Exercise: An exact restatement of every record is required.
====== Source material ======
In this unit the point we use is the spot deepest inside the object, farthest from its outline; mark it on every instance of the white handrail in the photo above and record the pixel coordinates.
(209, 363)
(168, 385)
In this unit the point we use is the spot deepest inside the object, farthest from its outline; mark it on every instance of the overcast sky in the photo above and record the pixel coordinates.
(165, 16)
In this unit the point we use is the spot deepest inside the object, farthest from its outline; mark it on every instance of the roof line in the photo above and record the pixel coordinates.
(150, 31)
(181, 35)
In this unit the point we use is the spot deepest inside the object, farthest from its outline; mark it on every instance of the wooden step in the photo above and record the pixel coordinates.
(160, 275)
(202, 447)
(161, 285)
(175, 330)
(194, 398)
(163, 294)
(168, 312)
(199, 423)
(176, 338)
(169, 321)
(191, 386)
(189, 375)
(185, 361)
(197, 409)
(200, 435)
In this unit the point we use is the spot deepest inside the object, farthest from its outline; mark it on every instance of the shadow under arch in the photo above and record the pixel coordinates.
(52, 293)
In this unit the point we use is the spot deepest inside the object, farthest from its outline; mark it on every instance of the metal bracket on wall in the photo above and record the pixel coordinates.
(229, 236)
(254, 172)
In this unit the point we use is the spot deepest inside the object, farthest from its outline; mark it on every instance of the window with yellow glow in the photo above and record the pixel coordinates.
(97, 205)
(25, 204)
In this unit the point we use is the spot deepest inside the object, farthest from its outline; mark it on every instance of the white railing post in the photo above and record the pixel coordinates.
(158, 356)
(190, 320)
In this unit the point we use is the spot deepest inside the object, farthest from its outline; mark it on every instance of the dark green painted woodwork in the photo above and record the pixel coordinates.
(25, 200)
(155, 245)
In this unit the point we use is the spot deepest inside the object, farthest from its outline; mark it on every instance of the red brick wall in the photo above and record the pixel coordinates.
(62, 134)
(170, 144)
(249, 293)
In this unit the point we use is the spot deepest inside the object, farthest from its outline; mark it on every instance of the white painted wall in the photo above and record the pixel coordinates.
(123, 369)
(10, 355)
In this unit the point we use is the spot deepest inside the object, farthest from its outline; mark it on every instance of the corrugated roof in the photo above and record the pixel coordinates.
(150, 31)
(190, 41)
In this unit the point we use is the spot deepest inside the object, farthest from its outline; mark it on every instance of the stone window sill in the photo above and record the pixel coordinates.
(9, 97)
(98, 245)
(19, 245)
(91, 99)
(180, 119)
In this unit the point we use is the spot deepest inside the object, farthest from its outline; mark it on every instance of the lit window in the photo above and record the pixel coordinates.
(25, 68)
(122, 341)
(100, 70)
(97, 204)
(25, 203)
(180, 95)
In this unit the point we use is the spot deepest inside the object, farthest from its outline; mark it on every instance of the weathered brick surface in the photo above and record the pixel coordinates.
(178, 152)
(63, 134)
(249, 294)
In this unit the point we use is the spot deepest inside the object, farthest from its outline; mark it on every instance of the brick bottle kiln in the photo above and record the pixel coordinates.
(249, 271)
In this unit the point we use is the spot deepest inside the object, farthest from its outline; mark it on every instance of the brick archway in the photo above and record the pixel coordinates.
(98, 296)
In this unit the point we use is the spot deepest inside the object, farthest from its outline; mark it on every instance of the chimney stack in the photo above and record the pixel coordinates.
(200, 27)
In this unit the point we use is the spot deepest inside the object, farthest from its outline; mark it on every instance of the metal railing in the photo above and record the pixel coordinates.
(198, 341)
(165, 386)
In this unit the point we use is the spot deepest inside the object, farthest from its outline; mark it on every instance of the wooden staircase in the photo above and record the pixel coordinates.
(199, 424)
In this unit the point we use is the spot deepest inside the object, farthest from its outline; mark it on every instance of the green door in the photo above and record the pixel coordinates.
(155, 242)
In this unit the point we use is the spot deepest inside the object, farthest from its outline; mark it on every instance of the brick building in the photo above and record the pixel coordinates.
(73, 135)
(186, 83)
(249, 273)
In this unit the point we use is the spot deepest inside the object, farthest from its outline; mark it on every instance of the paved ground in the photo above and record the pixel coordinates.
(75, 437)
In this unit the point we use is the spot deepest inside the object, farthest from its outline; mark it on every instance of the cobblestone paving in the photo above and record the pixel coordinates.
======
Response to this task:
In this unit the point we use is the spot deepest inside the object, farthest from its outline; mark it on every instance of the white handrail in the photo above and record the pixel coordinates.
(209, 363)
(168, 385)
In this unit the point we use is the spot deepest inside the object, farthest from its outline; mark it on every instance of the overcast sky in the photo above and record the pixel coordinates.
(165, 16)
In this unit the point we use is the spot deepest inside the object, farthest from its outline; mark it on every instance of the roof line in the photo above and record the pixel coordinates.
(150, 31)
(181, 35)
In this unit the point we use is the spot deepest inside the object, farthest from its outline; mark it on every instance of the wooden step in the photo above and record the pixel coordinates.
(160, 275)
(202, 447)
(161, 285)
(175, 330)
(194, 398)
(163, 294)
(168, 312)
(199, 423)
(176, 338)
(169, 321)
(191, 386)
(189, 375)
(185, 361)
(197, 409)
(200, 435)
In this unit the point we use is the spot deepest inside the object, farthest from its outline; mark it on every instance of the shadow under arch in the photo above and record the pixel coordinates.
(52, 293)
In this unit the point we use is the spot deepest inside the object, farthest from its outline; mark it on every instance of the metal bracket on wall in the photo above and record the pixel coordinates.
(229, 236)
(254, 172)
In this unit the point we use is the spot deepest inside the object, farthest from its outline; mark it on every instance of the window with yellow glow in the photo above and record the pixel coordinates.
(97, 205)
(25, 204)
In this unit the point we use is the spot deepest inside the object, farthest from its outline; mark it on every instance of the white railing post in the photo above and record the pixel coordinates.
(158, 356)
(190, 320)
In this unit the point we use is the spot deepest inside the object, farthest from its outline; mark it on every instance of the dark green painted woodwork in the photo above and record the pixel coordinates.
(25, 200)
(155, 245)
In this unit the point we use is the spot deepest inside the object, farthest from its outline; mark it on every instance of the red brick wall in the photo above and record the pixel coordinates.
(62, 134)
(170, 144)
(249, 293)
In this unit the point we use is the spot deepest inside the object, farthest from its outline; mark it on every instance of the white painted wall in the photo above and record the pixel coordinates.
(123, 369)
(10, 355)
In this unit the point we use is the spot deepest inside the object, farthest from its outline; mark it on every instance of the corrugated roof in the photo above and record the pixel coordinates.
(150, 31)
(190, 41)
In this unit the point we use is the spot deepest inside the object, farthest from its outline; mark it on every instance of the stone window sill in the photo above and record the pixel coordinates.
(9, 97)
(98, 245)
(19, 245)
(91, 99)
(180, 119)
In this unit the point we use is the spot deepest inside the object, farthest from its outline; mark it on every instance of the lit window in the photo above and record the pixel coordinates.
(25, 68)
(122, 341)
(100, 70)
(97, 204)
(25, 203)
(180, 95)
In this unit the point we use is the spot deepest inside the object, farthest from its outline; mark it on every instance of the weathered brick surface in the photo above and record the pixel coordinates.
(178, 152)
(63, 134)
(249, 294)
In this unit the point we use is the spot deepest inside the object, farthest from its outline; mark it on every instance of the brick bottle kiln in the photo above and record the pixel coordinates.
(249, 271)
In this unit the point we use is the spot deepest inside the object, farthest from its outline; mark it on every instance of the brick archway in the photo above and record the pixel coordinates.
(98, 296)
In this unit the point we use is the spot deepest inside the object, farthest from its outline; mark it on every instance of the chimney stack in the photo above and record the pixel coordinates.
(200, 27)
In this unit the point we use is the spot deepest inside the object, farthest from its outline; mark it on every instance of the metal railing in the photo above and record the pixel coordinates.
(198, 341)
(165, 386)
In this unit the point we use is the spot deepest inside the object, farthest from its outline; mark it on every instance of the wooden staircase in the photo above and record the pixel coordinates.
(199, 424)
In this unit the point we use is the spot deepest inside the object, farthest from its outline; mark it on every instance of the green door in the photo above and record the pixel coordinates.
(155, 242)
In this unit the point we use is the spot deepest inside the object, farthest from its outline; mark it on every instance of the brick building in the photo above and record the pixel coordinates.
(73, 135)
(186, 83)
(249, 273)
In this unit the point we use is the spot deepest inside the object, farthest from its outline; mark it on every instance of the paved ground in the photo above and record the pixel coordinates.
(75, 437)
In this unit the point we use is the spot deepest inside the object, farthest from its outline; mark it on every instance of the cobblestone paving in the photo above and record the pixel coordinates.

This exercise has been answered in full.